Actions to take:
#1 Repeat the passage from the Compute magazine thread starting with "Compute magazine and" and going on through "(if memory serves).".
#2 Pick up the thread about Compute magazine's type-in code after its last line and continue it.

Compute magazine and its glorious, tedious type-in code (2012) - cl8ton
http://arstechnica.com/staff/2012/12/first-encounter-compute-magazine-and-its-glorious-tedious-type-in-code/
======
mbenjaminsmith
Oh man. My first computer was an Atari 400 and I had the BASIC cartridge as
well as Star Raiders. I'm pretty sure that was and still is the best game ever
made.

My introduction to programming was this series:

[http://en.wikipedia.org/wiki/Micro_Adventure](http://en.wikipedia.org/wiki/Micro_Adventure)

You'd type in BASIC programs (line numbers!) that would reveal plot points,
usually by deciphering an encrypted message (if memory serves).

------
prof_hobart
Type-in code in magazines aren't quite dead yet.

[Dataset rows]
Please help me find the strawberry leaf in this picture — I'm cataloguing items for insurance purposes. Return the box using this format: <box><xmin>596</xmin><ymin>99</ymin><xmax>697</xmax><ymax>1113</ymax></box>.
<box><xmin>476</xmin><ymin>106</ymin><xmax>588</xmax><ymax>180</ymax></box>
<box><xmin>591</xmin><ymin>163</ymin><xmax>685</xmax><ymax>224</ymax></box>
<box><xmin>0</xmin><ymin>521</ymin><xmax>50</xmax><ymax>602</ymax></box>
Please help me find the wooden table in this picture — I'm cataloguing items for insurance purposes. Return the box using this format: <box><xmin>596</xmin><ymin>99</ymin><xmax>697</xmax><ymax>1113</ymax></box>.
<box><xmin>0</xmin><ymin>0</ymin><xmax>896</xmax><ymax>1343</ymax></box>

Answers per task:
#1
Compute magazine and its glorious, tedious type-in code (2012) - cl8ton
http://arstechnica.com/staff/2012/12/first-encounter-compute-magazine-and-its-glorious-tedious-type-in-code/
======
mbenjaminsmith
Oh man. My first computer was an Atari 400 and I had the BASIC cartridge as
well as Star Raiders. I'm pretty sure that was and still is the best game ever
made.

My introduction to programming was this series:

[http://en.wikipedia.org/wiki/Micro_Adventure](http://en.wikipedia.org/wiki/Micro_Adventure)

You'd type in BASIC programs (line numbers!) that would reveal plot points,
usually by deciphering an encrypted message (if memory serves).

#2
My daughter gets a kids' magazine called Aquila, and an issue a couple of
months ago it had something about the Raspberry Pi in it and had a load of
Python code to type in create some slime mould patterns
([https://www.aquila.co.uk/media/432350/spiralcode.html](https://www.aquila.co.uk/media/432350/spiralcode.html)).

------
scarygliders
Haha! Brings back memories of typing in reams and reams and reams of
Hexadecimal into my Sinclair ZX81, back in the day.

That fisking ZX81 - it was fun, but with the bulky 16K RAM Pack slotted in
behind it, made using it a precarious pastime.

One little knock, and 99% of the time the Ram Pack edge connector momentarilly
lost a contact on one of the lines and the ZX81 would crash hard - and there
went 2 hours of carefully typed in (on a membrane keyboard :D ) hexadecimal
code, and much grinding and gnashing of teeth a moment later after a stunned,
blank stare ;)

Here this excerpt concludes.